## [KETENTUAN]
Salin kembali baris-baris di bawah ini dengan mengganti "single space" menjadi "one space" di semua tempat, tanpa mengubah bagian lainnya.

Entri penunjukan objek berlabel
- - - - -

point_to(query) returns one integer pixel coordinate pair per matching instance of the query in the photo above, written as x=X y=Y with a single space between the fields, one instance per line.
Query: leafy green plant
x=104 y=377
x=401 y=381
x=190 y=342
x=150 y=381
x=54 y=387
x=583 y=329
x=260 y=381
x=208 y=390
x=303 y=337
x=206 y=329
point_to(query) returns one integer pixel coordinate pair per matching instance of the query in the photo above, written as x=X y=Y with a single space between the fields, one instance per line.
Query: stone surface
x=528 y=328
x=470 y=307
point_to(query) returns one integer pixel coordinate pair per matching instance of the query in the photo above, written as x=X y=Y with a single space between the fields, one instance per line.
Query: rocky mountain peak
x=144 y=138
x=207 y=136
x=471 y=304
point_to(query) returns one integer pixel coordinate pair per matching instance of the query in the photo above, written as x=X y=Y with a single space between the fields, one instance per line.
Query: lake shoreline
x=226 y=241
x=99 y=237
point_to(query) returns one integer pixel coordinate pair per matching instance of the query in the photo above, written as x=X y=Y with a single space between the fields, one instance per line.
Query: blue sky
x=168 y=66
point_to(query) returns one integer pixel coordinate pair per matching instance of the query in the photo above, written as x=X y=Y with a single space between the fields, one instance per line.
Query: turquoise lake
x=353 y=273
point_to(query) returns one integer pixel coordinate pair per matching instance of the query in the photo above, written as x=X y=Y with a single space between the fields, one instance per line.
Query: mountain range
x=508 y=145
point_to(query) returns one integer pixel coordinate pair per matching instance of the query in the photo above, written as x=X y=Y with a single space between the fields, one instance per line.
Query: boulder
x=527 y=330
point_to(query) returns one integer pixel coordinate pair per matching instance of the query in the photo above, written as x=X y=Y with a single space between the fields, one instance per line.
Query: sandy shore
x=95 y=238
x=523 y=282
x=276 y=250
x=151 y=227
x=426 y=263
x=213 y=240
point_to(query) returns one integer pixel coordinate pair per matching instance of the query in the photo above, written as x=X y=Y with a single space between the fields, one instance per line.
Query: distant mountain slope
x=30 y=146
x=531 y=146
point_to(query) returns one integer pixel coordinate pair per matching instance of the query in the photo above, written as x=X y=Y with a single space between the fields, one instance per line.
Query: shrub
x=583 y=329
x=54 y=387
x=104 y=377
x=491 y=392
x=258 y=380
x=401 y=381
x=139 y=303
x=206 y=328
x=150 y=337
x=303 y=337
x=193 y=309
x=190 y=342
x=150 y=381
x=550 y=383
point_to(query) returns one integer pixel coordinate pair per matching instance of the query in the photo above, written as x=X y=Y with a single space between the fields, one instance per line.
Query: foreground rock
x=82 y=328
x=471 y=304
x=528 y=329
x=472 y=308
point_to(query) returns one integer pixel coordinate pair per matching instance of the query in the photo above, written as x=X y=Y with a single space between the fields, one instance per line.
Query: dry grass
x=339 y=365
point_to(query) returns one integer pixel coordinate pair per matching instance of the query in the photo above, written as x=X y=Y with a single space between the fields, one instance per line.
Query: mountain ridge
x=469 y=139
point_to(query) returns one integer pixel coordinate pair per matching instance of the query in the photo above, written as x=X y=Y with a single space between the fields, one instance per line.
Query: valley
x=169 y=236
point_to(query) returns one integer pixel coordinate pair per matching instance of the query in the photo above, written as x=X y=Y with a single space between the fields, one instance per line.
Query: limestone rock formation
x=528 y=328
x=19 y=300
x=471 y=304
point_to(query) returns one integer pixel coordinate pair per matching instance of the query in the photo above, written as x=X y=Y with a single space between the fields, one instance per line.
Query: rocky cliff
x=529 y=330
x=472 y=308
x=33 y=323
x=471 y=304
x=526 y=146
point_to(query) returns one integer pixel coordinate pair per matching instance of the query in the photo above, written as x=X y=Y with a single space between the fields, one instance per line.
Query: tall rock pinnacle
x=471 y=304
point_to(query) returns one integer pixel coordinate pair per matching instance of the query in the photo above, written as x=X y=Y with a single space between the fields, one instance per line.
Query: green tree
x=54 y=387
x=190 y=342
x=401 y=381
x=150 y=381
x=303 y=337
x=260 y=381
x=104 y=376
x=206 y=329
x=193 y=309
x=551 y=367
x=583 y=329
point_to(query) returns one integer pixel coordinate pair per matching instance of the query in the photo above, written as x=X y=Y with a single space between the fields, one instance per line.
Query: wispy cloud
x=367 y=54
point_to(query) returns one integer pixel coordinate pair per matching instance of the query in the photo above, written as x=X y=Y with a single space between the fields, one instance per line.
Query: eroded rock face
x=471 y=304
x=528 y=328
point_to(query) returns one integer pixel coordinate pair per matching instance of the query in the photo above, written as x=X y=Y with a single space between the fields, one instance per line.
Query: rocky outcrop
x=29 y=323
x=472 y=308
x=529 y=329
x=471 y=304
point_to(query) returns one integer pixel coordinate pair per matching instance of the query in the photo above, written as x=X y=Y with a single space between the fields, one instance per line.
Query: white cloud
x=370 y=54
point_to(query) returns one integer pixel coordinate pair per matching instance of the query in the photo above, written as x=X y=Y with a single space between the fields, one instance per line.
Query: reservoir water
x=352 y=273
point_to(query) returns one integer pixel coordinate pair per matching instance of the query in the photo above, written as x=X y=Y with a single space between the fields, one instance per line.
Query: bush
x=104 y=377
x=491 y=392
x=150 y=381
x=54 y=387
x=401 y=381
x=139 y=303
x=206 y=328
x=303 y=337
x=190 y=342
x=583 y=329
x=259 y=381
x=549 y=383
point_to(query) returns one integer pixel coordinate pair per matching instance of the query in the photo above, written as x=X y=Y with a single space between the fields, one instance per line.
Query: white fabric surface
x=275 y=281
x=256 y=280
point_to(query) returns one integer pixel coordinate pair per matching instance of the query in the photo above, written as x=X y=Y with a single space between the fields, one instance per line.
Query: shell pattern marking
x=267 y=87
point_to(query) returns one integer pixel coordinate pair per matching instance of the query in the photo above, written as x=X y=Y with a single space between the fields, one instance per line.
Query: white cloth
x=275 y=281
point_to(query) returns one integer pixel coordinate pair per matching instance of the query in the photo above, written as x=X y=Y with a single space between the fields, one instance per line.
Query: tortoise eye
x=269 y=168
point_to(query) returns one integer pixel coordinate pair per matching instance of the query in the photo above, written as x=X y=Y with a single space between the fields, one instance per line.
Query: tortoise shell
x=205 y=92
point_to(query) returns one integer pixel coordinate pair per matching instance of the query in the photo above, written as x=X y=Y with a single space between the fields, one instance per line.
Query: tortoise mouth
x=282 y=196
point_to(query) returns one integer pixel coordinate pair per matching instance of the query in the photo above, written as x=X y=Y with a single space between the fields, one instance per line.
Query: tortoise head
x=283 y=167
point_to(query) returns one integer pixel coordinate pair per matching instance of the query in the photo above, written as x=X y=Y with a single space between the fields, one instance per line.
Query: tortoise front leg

- - - - -

## [JAWABAN TUGAS]
point_to(query) returns one integer pixel coordinate pair per matching instance of the query in the photo above, written as x=X y=Y with a one space between the fields, one instance per line.
Query: leafy green plant
x=104 y=377
x=401 y=381
x=190 y=342
x=150 y=381
x=54 y=387
x=583 y=329
x=260 y=381
x=208 y=390
x=303 y=337
x=206 y=329
point_to(query) returns one integer pixel coordinate pair per matching instance of the query in the photo above, written as x=X y=Y with a one space between the fields, one instance per line.
Query: stone surface
x=528 y=328
x=470 y=307
point_to(query) returns one integer pixel coordinate pair per matching instance of the query in the photo above, written as x=X y=Y with a one space between the fields, one instance per line.
Query: rocky mountain peak
x=144 y=138
x=207 y=136
x=471 y=304
point_to(query) returns one integer pixel coordinate pair per matching instance of the query in the photo above, written as x=X y=Y with a one space between the fields, one instance per line.
Query: lake shoreline
x=226 y=241
x=99 y=237
point_to(query) returns one integer pixel coordinate pair per matching instance of the query in the photo above, written as x=X y=Y with a one space between the fields, one instance per line.
Query: blue sky
x=168 y=66
point_to(query) returns one integer pixel coordinate pair per matching instance of the query in the photo above, written as x=X y=Y with a one space between the fields, one instance per line.
Query: turquoise lake
x=353 y=273
point_to(query) returns one integer pixel coordinate pair per matching instance of the query in the photo above, written as x=X y=Y with a one space between the fields, one instance per line.
Query: mountain range
x=508 y=145
point_to(query) returns one integer pixel coordinate pair per matching instance of the query in the photo above, written as x=X y=Y with a one space between the fields, one instance per line.
Query: boulder
x=527 y=330
point_to(query) returns one integer pixel coordinate pair per matching instance of the query in the photo above, written as x=X y=Y with a one space between the fields, one instance per line.
Query: sandy shore
x=95 y=238
x=523 y=282
x=276 y=250
x=151 y=227
x=426 y=263
x=213 y=240
point_to(query) returns one integer pixel coordinate pair per matching instance of the query in the photo above, written as x=X y=Y with a one space between the fields, one instance per line.
Query: distant mountain slope
x=30 y=146
x=531 y=146
point_to(query) returns one integer pixel coordinate pair per matching instance of the query in the photo above, written as x=X y=Y with a one space between the fields, one instance per line.
Query: shrub
x=583 y=329
x=54 y=387
x=104 y=377
x=491 y=392
x=258 y=380
x=401 y=381
x=139 y=303
x=206 y=328
x=150 y=337
x=303 y=337
x=193 y=309
x=190 y=342
x=150 y=381
x=550 y=383
point_to(query) returns one integer pixel coordinate pair per matching instance of the query in the photo above, written as x=X y=Y with a one space between the fields, one instance per line.
Query: foreground rock
x=82 y=328
x=471 y=304
x=528 y=329
x=472 y=308
point_to(query) returns one integer pixel coordinate pair per matching instance of the query in the photo above, written as x=X y=Y with a one space between the fields, one instance per line.
Query: dry grass
x=339 y=365
point_to(query) returns one integer pixel coordinate pair per matching instance of the query in the photo above, written as x=X y=Y with a one space between the fields, one instance per line.
Query: mountain ridge
x=469 y=139
point_to(query) returns one integer pixel coordinate pair per matching instance of the query in the photo above, written as x=X y=Y with a one space between the fields, one instance per line.
Query: valley
x=169 y=236
point_to(query) returns one integer pixel coordinate pair per matching instance of the query in the photo above, written as x=X y=Y with a one space between the fields, one instance per line.
Query: limestone rock formation
x=528 y=328
x=19 y=300
x=471 y=304
point_to(query) returns one integer pixel coordinate pair per matching instance of the query in the photo above, written as x=X y=Y with a one space between the fields, one instance per line.
Query: rocky cliff
x=529 y=330
x=472 y=308
x=33 y=323
x=471 y=304
x=526 y=146
point_to(query) returns one integer pixel coordinate pair per matching instance of the query in the photo above, written as x=X y=Y with a one space between the fields, one instance per line.
Query: tall rock pinnacle
x=471 y=304
point_to(query) returns one integer pixel coordinate pair per matching instance of the query in the photo above, written as x=X y=Y with a one space between the fields, one instance per line.
Query: green tree
x=54 y=387
x=190 y=342
x=401 y=381
x=150 y=381
x=303 y=337
x=260 y=381
x=104 y=376
x=206 y=329
x=193 y=309
x=551 y=367
x=583 y=329
point_to(query) returns one integer pixel coordinate pair per matching instance of the query in the photo above, written as x=X y=Y with a one space between the fields, one instance per line.
Query: wispy cloud
x=367 y=54
point_to(query) returns one integer pixel coordinate pair per matching instance of the query in the photo above, written as x=X y=Y with a one space between the fields, one instance per line.
Query: eroded rock face
x=471 y=304
x=528 y=328
point_to(query) returns one integer pixel coordinate pair per matching instance of the query in the photo above, written as x=X y=Y with a one space between the fields, one instance per line.
Query: rocky outcrop
x=29 y=323
x=472 y=308
x=529 y=329
x=471 y=304
point_to(query) returns one integer pixel coordinate pair per matching instance of the query in the photo above, written as x=X y=Y with a one space between the fields, one instance per line.
Query: white cloud
x=370 y=54
point_to(query) returns one integer pixel coordinate pair per matching instance of the query in the photo above, written as x=X y=Y with a one space between the fields, one instance per line.
Query: reservoir water
x=352 y=273
point_to(query) returns one integer pixel coordinate pair per matching instance of the query in the photo above, written as x=X y=Y with a one space between the fields, one instance per line.
Query: bush
x=104 y=377
x=491 y=392
x=150 y=381
x=54 y=387
x=401 y=381
x=139 y=303
x=206 y=328
x=303 y=337
x=190 y=342
x=583 y=329
x=259 y=381
x=549 y=383
point_to(query) returns one integer pixel coordinate pair per matching instance of the query in the photo above, written as x=X y=Y with a one space between the fields, one instance per line.
Query: white fabric surface
x=275 y=281
x=256 y=280
point_to(query) returns one integer pixel coordinate pair per matching instance of the query in the photo above, written as x=X y=Y with a one space between the fields, one instance per line.
Query: shell pattern marking
x=267 y=87
point_to(query) returns one integer pixel coordinate pair per matching instance of the query in the photo above, written as x=X y=Y with a one space between the fields, one instance per line.
Query: white cloth
x=275 y=281
point_to(query) returns one integer pixel coordinate pair per matching instance of the query in the photo above, written as x=X y=Y with a one space between the fields, one instance per line.
Query: tortoise eye
x=269 y=168
point_to(query) returns one integer pixel coordinate pair per matching instance of the query in the photo above, written as x=X y=Y with a one space between the fields, one instance per line.
Query: tortoise shell
x=205 y=92
point_to(query) returns one integer pixel coordinate pair per matching instance of the query in the photo above, written as x=X y=Y with a one space between the fields, one instance per line.
Query: tortoise mouth
x=282 y=196
point_to(query) returns one integer pixel coordinate pair per matching instance of the query in the photo above, written as x=X y=Y with a one space between the fields, one instance per line.
Query: tortoise head
x=283 y=167
point_to(query) returns one integer pixel coordinate pair per matching instance of the query in the photo above, written as x=X y=Y with a one space between the fields, one instance per line.
Query: tortoise front leg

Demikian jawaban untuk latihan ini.